Please recast each line of the items below as a JSON list of strings, one string per line, with blank lines left out.

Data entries
--- --- ---

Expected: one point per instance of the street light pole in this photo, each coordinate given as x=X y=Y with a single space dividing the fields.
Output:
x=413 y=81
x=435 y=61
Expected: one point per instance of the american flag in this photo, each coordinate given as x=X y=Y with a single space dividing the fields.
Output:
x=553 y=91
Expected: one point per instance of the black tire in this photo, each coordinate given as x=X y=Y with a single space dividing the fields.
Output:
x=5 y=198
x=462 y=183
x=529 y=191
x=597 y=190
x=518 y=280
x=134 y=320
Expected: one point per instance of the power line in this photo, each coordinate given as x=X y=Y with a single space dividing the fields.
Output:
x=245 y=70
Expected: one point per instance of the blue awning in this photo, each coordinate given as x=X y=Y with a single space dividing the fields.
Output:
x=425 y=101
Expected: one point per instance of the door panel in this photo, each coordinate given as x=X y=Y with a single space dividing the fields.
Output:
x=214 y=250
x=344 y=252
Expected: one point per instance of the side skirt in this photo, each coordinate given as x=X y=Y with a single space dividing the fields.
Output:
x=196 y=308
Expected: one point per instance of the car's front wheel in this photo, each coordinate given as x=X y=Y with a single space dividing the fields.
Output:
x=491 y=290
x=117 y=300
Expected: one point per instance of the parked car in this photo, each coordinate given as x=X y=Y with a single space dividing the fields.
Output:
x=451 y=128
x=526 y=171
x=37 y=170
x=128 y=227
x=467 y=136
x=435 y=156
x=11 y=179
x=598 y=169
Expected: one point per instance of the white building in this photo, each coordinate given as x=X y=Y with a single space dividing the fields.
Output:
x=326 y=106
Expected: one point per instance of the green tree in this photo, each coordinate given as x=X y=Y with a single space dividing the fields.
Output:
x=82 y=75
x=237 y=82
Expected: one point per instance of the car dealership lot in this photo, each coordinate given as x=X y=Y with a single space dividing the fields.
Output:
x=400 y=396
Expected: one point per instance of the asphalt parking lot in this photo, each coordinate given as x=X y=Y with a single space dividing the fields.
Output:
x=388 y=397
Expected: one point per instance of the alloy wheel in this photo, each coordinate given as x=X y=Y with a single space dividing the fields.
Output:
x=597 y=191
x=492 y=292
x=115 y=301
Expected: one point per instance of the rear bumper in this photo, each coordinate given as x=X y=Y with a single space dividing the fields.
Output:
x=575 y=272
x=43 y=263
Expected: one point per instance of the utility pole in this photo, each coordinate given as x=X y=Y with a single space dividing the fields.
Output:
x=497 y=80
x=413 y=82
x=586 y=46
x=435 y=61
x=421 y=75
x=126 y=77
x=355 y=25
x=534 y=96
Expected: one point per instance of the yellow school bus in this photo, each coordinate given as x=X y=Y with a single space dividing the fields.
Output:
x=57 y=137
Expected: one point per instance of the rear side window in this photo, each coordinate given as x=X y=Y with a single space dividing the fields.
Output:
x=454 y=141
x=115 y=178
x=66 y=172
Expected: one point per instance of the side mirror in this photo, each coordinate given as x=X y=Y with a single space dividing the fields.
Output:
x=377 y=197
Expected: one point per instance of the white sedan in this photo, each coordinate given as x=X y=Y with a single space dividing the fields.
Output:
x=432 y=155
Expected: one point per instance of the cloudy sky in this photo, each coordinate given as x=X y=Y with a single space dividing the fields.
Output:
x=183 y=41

--- --- ---

* **Output below**:
[
  "Expected: one point per instance of the street light pole in this photo, each coordinate given as x=X y=Y with a single space dividing the fields.",
  "Output:",
  "x=413 y=81",
  "x=435 y=61",
  "Expected: one point per instance of the american flag in this photo, each coordinate given as x=X y=Y with a single space dividing the fields.",
  "Output:",
  "x=553 y=91",
  "Expected: one point per instance of the black tire in this photo, each coordinate given as x=X y=Y with a single space dividing the fields.",
  "Output:",
  "x=5 y=198",
  "x=462 y=183",
  "x=529 y=191",
  "x=597 y=190",
  "x=518 y=280",
  "x=134 y=320",
  "Expected: one point per instance of the power line in this photo, each coordinate given as x=X y=Y with a single space dividing the fields.",
  "Output:",
  "x=245 y=70",
  "Expected: one point per instance of the blue awning in this photo, each coordinate given as x=X y=Y with a single space dividing the fields.",
  "Output:",
  "x=425 y=101",
  "Expected: one point per instance of the door panel in this photo, each coordinate given as x=X y=Y with a single space dividing the fields.",
  "Output:",
  "x=214 y=250",
  "x=344 y=252",
  "Expected: one point per instance of the side skirt in this photo, each coordinate given as x=X y=Y with a single space dividing the fields.",
  "Output:",
  "x=196 y=308",
  "Expected: one point per instance of the car's front wheel in this photo, each coordinate given as x=X y=Y with a single space dividing the fields.",
  "Output:",
  "x=491 y=290",
  "x=117 y=300",
  "Expected: one point per instance of the parked car in this photo, each coordinate given as x=X y=Y with a single space dividing the fields.",
  "Output:",
  "x=451 y=128",
  "x=526 y=171",
  "x=37 y=170",
  "x=128 y=227",
  "x=467 y=136",
  "x=435 y=156",
  "x=11 y=179",
  "x=598 y=169",
  "Expected: one point per instance of the white building in this photo, each coordinate given as x=X y=Y with a single space dividing the fields.",
  "Output:",
  "x=326 y=106",
  "Expected: one point per instance of the green tree in this photo, each coordinate given as x=X y=Y with a single space dividing the fields.",
  "Output:",
  "x=82 y=75",
  "x=237 y=82",
  "Expected: one point per instance of the car dealership lot in this photo, each coordinate given as x=X y=Y with a single space dividing the fields.",
  "Output:",
  "x=400 y=396",
  "Expected: one point per instance of the asphalt parking lot in this photo, each coordinate given as x=X y=Y with a single space dividing the fields.",
  "Output:",
  "x=388 y=397",
  "Expected: one point per instance of the alloy wheel in this photo, each coordinate given as x=X y=Y with a single space dividing the fields.",
  "Output:",
  "x=597 y=191",
  "x=492 y=292",
  "x=115 y=301",
  "Expected: one point per instance of the rear bumper in this photo, each coordinate given as x=X y=Y with a single space dividing the fields.",
  "Output:",
  "x=575 y=272",
  "x=43 y=263",
  "Expected: one point per instance of the utility pole in this photo, each coordinate given as x=X y=Y with a single space dividing the fields.",
  "Output:",
  "x=497 y=80",
  "x=413 y=82",
  "x=586 y=46",
  "x=435 y=61",
  "x=421 y=75",
  "x=126 y=77",
  "x=355 y=25",
  "x=534 y=96",
  "Expected: one point per instance of the yellow school bus in this photo, each coordinate given as x=X y=Y with a single space dividing the fields.",
  "Output:",
  "x=57 y=137",
  "Expected: one point per instance of the rear side window in this photo, each coordinate given as x=X y=Y with a single space dividing the fields.",
  "Output:",
  "x=454 y=141",
  "x=115 y=178",
  "x=66 y=172",
  "Expected: one point per instance of the side mirror in this photo, each coordinate given as x=X y=Y with a single space dividing the fields.",
  "Output:",
  "x=377 y=197",
  "Expected: one point per instance of the white sedan in this photo, each coordinate given as x=X y=Y with a single space dividing the fields.",
  "Output:",
  "x=432 y=155",
  "Expected: one point per instance of the cloudy sky in this photo, each coordinate given as x=X y=Y with a single space dividing the fields.",
  "Output:",
  "x=183 y=41"
]